Lay out the records below as a Markdown table with two columns, Row and Line, giving each line its own numbered row and leaving out blank lines.

═══

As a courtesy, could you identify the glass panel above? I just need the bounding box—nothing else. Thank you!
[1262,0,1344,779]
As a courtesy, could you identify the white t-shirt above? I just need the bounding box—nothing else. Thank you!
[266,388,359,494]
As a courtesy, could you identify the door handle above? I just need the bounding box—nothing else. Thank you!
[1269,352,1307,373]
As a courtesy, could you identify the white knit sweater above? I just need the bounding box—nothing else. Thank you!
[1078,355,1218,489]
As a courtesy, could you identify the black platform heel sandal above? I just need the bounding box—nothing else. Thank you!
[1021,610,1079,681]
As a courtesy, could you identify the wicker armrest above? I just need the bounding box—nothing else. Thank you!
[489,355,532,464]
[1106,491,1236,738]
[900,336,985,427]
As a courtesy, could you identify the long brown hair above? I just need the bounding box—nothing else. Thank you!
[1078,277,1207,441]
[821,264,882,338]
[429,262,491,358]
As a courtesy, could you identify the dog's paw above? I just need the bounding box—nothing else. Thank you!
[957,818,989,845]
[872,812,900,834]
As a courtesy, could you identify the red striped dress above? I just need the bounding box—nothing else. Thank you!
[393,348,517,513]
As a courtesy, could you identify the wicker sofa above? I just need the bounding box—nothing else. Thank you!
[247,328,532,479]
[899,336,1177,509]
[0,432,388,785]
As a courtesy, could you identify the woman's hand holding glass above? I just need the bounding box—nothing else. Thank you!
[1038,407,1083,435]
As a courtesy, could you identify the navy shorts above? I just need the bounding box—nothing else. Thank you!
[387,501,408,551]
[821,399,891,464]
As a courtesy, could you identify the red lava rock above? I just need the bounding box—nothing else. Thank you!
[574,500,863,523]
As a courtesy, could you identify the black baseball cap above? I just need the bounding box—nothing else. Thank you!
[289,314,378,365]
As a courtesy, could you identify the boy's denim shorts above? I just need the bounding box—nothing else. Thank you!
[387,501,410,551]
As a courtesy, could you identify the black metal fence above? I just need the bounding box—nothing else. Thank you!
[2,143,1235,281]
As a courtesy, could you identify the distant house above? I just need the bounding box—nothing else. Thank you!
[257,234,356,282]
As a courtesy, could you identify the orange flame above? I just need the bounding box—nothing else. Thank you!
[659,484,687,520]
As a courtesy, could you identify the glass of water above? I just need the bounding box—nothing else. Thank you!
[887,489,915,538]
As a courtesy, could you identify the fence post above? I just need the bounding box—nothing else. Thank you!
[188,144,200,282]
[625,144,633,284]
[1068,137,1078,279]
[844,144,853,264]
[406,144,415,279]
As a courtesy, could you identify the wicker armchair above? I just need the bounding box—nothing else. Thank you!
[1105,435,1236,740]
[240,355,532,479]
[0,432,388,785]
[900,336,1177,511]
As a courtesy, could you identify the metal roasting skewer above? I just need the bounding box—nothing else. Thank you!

═══

= EXERCISE RESPONSE =
| Row | Line |
|---|---|
| 1 | As a courtesy, could you identify the glass panel above? I just need the bounding box—nothing else. Thank you! |
| 2 | [1262,0,1344,779] |
| 3 | As a courtesy, could you identify the white t-shirt above? I just need the bounding box—nothing else. Thank you! |
| 4 | [266,388,359,494] |
| 5 | As a courtesy, could you identify the door handle above? I just need the bounding box—nothing else. Thank you! |
| 6 | [1269,352,1307,373] |
| 7 | As a courtesy, could you identify the white knit sweater above? I just need the bounding box—nothing else. Thank you! |
| 8 | [1078,355,1218,489] |
| 9 | As a courtesy, could you identify the black platform heel sandal above? I just need the bounding box—nothing else. Thank you! |
| 10 | [1021,610,1079,681] |
| 11 | As a courtesy, could you identify the wicker armrest above? I just need the bounding box—nothing else. Thank you! |
| 12 | [489,355,532,464] |
| 13 | [1106,491,1236,738] |
| 14 | [900,336,985,427] |
| 15 | As a courtesy, could you identify the long brown hair above? I just need the bounding box—nothing else. Thank you! |
| 16 | [1078,277,1207,441] |
| 17 | [821,264,882,338] |
| 18 | [429,262,491,358] |
| 19 | As a courtesy, could you identify the dog's paw above? I just need the bounding box—nothing else. Thank you! |
| 20 | [957,818,989,845] |
| 21 | [872,812,900,834] |
| 22 | As a courtesy, could you identify the red striped dress above? I just need the bounding box—nothing else. Thank you! |
| 23 | [393,348,517,513] |
| 24 | As a courtesy, could you identify the wicker sofa above? I just need the bounding box—nothing else. Thank you! |
| 25 | [247,328,532,479] |
| 26 | [899,336,1177,509] |
| 27 | [0,432,388,785] |
| 28 | As a courtesy, could you identify the woman's hand holding glass above? I just need the bounding box—nothing else. Thank you! |
| 29 | [1038,407,1083,435] |
| 30 | As a courtesy, could you identify the navy shorts above? I just need the bounding box—nothing else. Thank you! |
| 31 | [387,501,408,551] |
| 32 | [821,399,891,464] |
| 33 | As a courtesy, could you identify the red lava rock above? I just need the bounding box—nothing else. Thank you! |
| 34 | [574,500,863,523] |
| 35 | As a courtesy, could you identify the black baseball cap above? I just need the bounding box—nothing else. Thank you! |
| 36 | [289,314,378,365] |
| 37 | As a courtesy, could you identify the boy's denim shorts above? I just need the bounding box—nothing else. Thank you! |
| 38 | [387,501,410,551] |
| 39 | As a courtesy, could you identify the black metal fence above? I just need the bounding box—nothing else. Thank you! |
| 40 | [2,143,1235,281] |
| 41 | As a courtesy, could you identify the distant house above? I just need the bounding box—nothing else. Thank you! |
| 42 | [257,234,356,282] |
| 43 | As a courtesy, could you identify the orange flame above? I just need the bounding box—nothing else. Thank you! |
| 44 | [659,484,687,520] |
| 45 | As a courtesy, could you identify the glass of water above? I just need the bounding box—nothing else. Thank you! |
| 46 | [887,489,915,538] |
| 47 | As a courtesy, could you identify the fence post above? I just need the bounding box—nothing else. Thank you! |
| 48 | [188,144,200,282] |
| 49 | [625,144,633,284] |
| 50 | [1068,137,1078,279] |
| 51 | [844,144,853,264] |
| 52 | [406,144,415,279] |
| 53 | As a courtesy, could you identify the wicker armchair above? I just need the bounding box—nothing else. Thank you! |
| 54 | [1105,435,1236,740] |
| 55 | [240,355,532,479] |
| 56 | [0,432,388,785] |
| 57 | [900,336,1177,511] |
| 58 | As a courtesy, could you identify the metal roasting skewer above? I just need the bounding box—nothing else. Thank you! |